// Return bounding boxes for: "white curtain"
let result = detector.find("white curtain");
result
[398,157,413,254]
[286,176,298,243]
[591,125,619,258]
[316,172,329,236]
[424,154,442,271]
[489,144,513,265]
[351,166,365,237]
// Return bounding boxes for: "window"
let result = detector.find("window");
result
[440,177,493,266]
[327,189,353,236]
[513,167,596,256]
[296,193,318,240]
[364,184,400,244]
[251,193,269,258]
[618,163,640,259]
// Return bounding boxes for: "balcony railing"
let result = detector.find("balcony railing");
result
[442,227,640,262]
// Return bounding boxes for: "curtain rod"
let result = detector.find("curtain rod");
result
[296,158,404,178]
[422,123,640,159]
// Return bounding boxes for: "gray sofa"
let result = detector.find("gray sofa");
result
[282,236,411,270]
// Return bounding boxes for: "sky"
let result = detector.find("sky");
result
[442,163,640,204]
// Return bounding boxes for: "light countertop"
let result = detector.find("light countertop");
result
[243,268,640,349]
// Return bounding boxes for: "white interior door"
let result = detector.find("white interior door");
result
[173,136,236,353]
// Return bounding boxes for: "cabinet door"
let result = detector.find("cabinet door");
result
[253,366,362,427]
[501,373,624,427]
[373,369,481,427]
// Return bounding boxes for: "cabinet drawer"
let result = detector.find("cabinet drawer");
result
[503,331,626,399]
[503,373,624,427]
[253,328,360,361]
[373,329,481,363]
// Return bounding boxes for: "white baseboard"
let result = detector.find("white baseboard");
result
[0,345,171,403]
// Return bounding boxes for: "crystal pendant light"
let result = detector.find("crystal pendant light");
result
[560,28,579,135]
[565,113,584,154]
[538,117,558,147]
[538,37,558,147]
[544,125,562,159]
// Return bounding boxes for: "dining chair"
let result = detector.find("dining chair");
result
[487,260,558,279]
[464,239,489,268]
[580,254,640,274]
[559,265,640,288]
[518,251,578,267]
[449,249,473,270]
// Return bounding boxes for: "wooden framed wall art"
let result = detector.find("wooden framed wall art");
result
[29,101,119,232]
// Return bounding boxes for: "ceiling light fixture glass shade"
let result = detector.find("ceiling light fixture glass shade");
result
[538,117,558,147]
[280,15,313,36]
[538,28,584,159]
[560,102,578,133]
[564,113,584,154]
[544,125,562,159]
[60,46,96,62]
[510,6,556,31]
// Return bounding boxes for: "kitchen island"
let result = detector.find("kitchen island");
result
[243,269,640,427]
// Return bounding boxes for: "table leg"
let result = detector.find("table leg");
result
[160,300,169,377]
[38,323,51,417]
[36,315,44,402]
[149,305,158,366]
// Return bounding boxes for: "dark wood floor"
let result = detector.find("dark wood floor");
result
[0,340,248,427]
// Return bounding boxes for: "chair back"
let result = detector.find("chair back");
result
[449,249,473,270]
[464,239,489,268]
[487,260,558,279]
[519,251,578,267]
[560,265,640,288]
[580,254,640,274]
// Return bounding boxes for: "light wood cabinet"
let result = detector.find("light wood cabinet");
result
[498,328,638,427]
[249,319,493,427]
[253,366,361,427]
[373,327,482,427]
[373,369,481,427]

———

### What to produce
Count the lines above that contain the string "baseboard" and reply with the number alone.

### Answer for this exercise
2